_Consigne_. Transcrivez sans rien modifier, dans le texte sur le chikungunya, le passage allant de « L'OCDE dans son » jusqu'à « par la suite. ».

L'OCDE dans son rapport sur les cas de chikungunya en Italie concluait que les pays méditerranéens ne sont plus à l'abri. De nouveaux cas pourraient réapparaître dès le printemps 2008 en Emilie-Romagne et dans les régions voisines – y compris PACA – en raison de l'existence d'une transmission verticale transovarienne de l'infection aux oeufs qui n'écloreront qu'en fin d'hiver.
Eté 2007 : 31 cas notifiés
Au cours de l'été 2007, 31 cas suspects ont été notifiés en France métropolitaine dans le cadre de procédures de déclaration obligatoire : 21 dans les Alpes-Maritimes, 9 dans le Var et 1 en Corse. Les analyses sérologiques ont confirmé l'existence de 6 cas de chikungunya importés et récents et 1 personnes a présenté six jours après un retour du Vietnam une infection qui a été confirmée par la suite.

_Extraits de données_.
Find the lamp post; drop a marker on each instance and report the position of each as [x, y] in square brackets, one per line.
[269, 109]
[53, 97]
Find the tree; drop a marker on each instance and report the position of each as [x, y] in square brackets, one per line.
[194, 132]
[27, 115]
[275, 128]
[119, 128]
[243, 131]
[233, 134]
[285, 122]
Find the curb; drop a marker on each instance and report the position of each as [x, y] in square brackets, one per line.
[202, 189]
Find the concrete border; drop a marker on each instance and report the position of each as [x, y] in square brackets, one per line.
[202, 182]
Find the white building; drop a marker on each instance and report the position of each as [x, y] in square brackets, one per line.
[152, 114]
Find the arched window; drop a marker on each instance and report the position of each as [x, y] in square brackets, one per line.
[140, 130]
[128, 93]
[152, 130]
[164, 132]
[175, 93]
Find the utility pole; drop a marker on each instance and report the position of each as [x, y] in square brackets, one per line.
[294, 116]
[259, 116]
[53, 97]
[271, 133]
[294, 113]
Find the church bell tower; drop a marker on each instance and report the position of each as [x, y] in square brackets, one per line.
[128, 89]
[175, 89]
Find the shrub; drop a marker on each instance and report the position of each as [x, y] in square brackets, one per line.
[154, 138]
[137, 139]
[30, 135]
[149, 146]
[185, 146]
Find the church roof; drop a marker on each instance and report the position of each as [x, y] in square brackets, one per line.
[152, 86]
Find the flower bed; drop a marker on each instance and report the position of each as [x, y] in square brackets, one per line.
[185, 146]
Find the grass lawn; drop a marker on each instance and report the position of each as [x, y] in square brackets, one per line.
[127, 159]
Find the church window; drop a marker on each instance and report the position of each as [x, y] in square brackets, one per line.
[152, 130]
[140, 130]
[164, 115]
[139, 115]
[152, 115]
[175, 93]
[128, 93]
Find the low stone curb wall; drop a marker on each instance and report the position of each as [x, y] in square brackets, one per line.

_Tâche réalisée_.
L'OCDE dans son rapport sur les cas de chikungunya en Italie concluait que les pays méditerranéens ne sont plus à l'abri. De nouveaux cas pourraient réapparaître dès le printemps 2008 en Emilie-Romagne et dans les régions voisines – y compris PACA – en raison de l'existence d'une transmission verticale transovarienne de l'infection aux oeufs qui n'écloreront qu'en fin d'hiver.
Eté 2007 : 31 cas notifiés
Au cours de l'été 2007, 31 cas suspects ont été notifiés en France métropolitaine dans le cadre de procédures de déclaration obligatoire : 21 dans les Alpes-Maritimes, 9 dans le Var et 1 en Corse. Les analyses sérologiques ont confirmé l'existence de 6 cas de chikungunya importés et récents et 1 personnes a présenté six jours après un retour du Vietnam une infection qui a été confirmée par la suite.